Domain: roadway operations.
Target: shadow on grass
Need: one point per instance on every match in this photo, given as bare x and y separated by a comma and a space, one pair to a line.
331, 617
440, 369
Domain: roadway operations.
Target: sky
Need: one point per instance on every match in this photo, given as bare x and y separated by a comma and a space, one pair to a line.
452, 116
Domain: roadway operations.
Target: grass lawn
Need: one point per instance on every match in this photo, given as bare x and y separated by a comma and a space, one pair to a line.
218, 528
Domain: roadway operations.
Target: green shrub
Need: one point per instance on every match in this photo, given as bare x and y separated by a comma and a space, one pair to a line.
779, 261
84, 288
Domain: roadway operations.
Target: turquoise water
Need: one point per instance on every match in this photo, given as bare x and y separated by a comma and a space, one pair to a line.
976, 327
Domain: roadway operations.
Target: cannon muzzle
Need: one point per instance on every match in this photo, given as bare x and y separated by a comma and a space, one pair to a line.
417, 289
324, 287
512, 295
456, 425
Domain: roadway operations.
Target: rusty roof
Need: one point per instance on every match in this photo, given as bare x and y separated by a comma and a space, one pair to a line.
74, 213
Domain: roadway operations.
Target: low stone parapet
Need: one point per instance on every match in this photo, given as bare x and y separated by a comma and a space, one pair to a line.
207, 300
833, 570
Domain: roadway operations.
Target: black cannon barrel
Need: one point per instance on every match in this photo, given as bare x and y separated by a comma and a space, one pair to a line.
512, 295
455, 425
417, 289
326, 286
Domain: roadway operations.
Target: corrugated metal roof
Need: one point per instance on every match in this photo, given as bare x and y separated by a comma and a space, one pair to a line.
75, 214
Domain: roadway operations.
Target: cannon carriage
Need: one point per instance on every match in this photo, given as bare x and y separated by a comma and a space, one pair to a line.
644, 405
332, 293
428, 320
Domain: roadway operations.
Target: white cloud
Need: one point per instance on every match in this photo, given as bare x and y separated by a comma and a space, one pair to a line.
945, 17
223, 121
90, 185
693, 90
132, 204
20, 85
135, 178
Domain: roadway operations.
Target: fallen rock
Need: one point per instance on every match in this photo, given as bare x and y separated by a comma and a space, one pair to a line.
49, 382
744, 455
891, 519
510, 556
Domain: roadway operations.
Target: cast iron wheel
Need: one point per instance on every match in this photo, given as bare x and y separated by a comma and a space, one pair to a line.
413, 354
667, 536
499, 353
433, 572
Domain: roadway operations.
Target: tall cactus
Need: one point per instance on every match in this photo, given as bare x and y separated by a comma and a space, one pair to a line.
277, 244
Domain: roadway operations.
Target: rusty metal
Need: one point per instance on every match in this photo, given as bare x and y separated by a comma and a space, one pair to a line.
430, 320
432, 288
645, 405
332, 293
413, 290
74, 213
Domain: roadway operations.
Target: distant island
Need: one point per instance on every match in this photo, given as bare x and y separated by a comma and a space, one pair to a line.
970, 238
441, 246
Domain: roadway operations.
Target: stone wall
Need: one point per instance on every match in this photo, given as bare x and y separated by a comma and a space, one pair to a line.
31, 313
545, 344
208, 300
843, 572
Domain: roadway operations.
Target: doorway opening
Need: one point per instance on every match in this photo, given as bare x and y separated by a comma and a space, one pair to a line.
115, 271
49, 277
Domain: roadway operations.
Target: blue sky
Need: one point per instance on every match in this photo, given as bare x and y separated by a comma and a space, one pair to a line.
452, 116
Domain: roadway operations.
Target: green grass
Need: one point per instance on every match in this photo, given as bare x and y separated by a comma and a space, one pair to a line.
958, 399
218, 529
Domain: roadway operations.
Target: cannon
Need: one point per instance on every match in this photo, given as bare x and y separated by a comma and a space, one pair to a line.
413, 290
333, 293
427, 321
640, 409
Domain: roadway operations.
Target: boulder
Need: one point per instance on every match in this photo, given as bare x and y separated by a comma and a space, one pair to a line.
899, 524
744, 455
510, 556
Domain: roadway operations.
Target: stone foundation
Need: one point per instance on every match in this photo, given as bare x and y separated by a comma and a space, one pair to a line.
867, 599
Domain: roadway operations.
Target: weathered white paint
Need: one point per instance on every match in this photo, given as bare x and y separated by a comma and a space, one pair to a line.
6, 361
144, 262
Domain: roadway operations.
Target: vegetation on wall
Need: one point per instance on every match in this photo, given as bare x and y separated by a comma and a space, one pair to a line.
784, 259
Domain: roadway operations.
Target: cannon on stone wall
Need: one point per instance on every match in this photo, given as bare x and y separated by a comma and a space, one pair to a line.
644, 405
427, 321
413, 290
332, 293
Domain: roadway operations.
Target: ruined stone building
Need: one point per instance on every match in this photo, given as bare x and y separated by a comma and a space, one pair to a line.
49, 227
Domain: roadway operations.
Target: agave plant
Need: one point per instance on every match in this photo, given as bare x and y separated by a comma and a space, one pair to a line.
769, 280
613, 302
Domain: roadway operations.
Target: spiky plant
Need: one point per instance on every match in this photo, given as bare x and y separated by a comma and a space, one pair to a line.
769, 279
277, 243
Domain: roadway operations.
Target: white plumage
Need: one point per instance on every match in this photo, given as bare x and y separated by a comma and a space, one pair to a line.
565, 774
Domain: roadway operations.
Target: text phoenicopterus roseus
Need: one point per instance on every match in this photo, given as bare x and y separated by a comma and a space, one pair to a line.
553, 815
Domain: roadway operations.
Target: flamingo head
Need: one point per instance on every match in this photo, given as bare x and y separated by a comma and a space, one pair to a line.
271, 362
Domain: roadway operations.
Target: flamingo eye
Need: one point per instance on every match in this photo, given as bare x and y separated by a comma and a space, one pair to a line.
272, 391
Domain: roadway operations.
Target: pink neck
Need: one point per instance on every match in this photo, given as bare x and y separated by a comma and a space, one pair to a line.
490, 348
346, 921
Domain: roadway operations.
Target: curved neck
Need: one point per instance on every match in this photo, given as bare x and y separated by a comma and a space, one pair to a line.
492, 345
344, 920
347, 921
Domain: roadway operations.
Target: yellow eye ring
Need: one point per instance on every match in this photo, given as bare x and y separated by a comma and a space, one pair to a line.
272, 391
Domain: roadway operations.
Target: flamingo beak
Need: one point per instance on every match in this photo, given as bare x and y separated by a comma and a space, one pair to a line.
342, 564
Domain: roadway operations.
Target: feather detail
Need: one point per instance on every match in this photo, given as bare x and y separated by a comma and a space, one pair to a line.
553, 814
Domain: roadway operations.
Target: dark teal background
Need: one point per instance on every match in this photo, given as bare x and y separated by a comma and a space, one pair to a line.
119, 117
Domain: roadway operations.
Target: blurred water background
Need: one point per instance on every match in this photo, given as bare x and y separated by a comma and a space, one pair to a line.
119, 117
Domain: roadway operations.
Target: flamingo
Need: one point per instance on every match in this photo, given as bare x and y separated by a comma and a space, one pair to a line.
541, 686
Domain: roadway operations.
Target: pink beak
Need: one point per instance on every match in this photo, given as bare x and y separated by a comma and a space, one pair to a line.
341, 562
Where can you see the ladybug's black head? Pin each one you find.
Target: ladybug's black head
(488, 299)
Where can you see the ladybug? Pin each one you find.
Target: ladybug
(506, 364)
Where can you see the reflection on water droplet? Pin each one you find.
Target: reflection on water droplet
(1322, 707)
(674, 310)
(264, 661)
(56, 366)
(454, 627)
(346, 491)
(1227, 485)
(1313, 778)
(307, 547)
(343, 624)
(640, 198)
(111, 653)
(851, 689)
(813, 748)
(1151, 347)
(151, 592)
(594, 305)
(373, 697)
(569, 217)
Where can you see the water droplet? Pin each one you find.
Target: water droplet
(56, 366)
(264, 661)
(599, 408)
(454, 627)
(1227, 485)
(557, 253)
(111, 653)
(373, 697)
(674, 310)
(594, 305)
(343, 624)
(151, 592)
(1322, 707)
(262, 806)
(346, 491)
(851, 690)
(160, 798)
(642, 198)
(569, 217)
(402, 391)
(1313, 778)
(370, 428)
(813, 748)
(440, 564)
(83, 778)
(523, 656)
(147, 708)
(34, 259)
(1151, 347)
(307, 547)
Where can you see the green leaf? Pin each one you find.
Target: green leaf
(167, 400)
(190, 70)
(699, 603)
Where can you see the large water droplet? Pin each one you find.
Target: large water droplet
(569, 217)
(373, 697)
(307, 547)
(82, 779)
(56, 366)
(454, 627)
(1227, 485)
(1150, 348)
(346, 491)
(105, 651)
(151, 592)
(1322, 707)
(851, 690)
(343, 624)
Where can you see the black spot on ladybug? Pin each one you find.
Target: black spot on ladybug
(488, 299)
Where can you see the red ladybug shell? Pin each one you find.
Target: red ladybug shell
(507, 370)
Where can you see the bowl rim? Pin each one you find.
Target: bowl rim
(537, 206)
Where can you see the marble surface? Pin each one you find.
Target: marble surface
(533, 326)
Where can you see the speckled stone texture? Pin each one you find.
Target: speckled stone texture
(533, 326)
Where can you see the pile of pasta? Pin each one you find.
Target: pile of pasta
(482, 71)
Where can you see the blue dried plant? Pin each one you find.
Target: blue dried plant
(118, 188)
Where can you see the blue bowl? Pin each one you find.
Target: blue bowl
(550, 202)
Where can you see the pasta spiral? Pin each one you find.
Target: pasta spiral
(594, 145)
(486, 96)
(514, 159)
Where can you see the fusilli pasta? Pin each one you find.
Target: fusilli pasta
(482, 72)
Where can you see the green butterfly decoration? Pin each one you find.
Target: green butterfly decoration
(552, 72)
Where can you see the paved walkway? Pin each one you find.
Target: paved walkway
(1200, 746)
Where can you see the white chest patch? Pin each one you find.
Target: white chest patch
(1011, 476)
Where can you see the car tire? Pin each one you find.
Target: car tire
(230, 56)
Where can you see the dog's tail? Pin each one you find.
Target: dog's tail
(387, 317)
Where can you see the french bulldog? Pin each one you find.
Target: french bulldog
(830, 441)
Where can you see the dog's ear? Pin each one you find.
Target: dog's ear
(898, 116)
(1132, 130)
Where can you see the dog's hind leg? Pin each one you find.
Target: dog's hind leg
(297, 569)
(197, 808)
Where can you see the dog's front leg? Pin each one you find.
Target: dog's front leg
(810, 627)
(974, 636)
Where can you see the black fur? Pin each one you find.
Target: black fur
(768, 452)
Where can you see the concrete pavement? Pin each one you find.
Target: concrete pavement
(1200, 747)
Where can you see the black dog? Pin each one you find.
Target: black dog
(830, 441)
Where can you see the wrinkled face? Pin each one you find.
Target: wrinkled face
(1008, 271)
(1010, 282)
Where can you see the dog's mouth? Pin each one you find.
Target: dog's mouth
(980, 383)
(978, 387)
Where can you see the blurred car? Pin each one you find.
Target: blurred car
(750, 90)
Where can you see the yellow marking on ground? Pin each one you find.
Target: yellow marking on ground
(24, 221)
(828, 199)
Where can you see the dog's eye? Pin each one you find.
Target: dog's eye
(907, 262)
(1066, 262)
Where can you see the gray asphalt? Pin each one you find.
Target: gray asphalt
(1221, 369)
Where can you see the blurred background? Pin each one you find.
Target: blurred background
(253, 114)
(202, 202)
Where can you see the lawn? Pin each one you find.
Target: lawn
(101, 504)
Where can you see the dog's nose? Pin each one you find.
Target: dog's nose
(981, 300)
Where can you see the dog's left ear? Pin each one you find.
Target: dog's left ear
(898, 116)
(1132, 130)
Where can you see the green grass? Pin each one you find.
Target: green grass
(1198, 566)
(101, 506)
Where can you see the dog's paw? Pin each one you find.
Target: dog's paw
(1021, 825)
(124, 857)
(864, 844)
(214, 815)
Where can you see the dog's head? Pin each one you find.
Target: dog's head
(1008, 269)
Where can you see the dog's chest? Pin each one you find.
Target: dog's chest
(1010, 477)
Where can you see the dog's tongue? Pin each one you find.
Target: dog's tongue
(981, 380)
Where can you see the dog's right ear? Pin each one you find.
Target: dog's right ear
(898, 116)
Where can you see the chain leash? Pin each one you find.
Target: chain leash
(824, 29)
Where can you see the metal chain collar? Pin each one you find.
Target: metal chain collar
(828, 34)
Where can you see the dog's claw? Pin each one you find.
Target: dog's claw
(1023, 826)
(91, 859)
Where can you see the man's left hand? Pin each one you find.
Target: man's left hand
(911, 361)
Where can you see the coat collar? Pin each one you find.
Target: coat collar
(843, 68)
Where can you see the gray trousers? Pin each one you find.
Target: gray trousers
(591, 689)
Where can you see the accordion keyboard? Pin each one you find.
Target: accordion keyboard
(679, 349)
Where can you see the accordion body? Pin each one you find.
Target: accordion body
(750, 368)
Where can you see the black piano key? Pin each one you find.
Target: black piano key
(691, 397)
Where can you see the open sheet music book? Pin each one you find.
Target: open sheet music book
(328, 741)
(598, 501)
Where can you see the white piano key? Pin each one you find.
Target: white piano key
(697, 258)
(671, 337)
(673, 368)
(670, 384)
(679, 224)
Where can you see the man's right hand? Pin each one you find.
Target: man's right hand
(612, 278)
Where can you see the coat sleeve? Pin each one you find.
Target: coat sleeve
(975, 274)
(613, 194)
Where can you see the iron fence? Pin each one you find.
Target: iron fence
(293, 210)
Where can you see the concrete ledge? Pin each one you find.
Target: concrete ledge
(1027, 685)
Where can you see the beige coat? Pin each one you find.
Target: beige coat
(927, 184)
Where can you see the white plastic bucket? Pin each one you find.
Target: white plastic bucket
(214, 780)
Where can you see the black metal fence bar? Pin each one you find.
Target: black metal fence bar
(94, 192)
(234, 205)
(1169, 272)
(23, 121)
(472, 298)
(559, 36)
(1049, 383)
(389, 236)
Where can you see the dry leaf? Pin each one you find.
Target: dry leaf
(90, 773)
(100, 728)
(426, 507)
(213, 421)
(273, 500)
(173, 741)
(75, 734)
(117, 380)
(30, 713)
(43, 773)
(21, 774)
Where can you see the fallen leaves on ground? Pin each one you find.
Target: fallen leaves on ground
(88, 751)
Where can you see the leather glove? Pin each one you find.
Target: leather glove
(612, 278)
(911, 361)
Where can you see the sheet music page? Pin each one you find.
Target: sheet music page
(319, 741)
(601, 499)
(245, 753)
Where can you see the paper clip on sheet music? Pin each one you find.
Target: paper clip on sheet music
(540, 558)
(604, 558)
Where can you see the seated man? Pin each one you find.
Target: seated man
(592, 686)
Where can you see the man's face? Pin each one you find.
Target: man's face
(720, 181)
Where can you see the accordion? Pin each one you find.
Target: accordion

····················

## Task
Return exactly the lines of the data, and only those, from the line with "Where can you see the white piano" through the last line, inclusive.

## Completed exercise
Where can you see the white piano key? Pin each one you find.
Target: white piano key
(697, 258)
(671, 337)
(673, 368)
(670, 384)
(679, 224)
Where can you see the man's right hand? Pin each one you find.
Target: man's right hand
(612, 278)
Where can you see the coat sleeve? Pin each one you find.
Target: coat sleeve
(975, 274)
(613, 194)
Where can you see the iron fence? Pin each one you find.
Target: iron fence
(293, 210)
Where can you see the concrete ledge? Pin each one you find.
Target: concrete ledge
(1027, 685)
Where can you see the beige coat? Pin each one you find.
Target: beige coat
(927, 184)
Where can you see the white plastic bucket? Pin each one you find.
Target: white plastic bucket
(214, 780)
Where can you see the black metal fence bar? Pin each one you find.
Target: black metal fence bar
(94, 192)
(234, 205)
(1169, 272)
(23, 121)
(472, 298)
(559, 36)
(1049, 383)
(389, 236)
Where can you see the dry leaf? Pin each one you find.
Target: dry leaf
(90, 773)
(100, 728)
(426, 507)
(213, 421)
(273, 500)
(173, 741)
(75, 734)
(117, 380)
(30, 713)
(43, 773)
(21, 774)
Where can you see the fallen leaves on ground? Pin each one you find.
Target: fallen leaves on ground
(88, 751)
Where can you see the leather glove? Pin each one you find.
Target: leather glove
(612, 278)
(911, 361)
Where can you see the sheet music page? Pin each one you find.
Target: sheet music page
(319, 741)
(601, 499)
(245, 753)
Where can you see the paper clip on sheet music? Pin each one you find.
Target: paper clip on sheet music
(540, 558)
(604, 558)
Where can you see the seated man? Pin each one you find.
Target: seated man
(592, 686)
Where can you see the man's face? Pin each one you find.
Target: man's face
(720, 181)
Where can you see the accordion? Pin each one you find.
Target: accordion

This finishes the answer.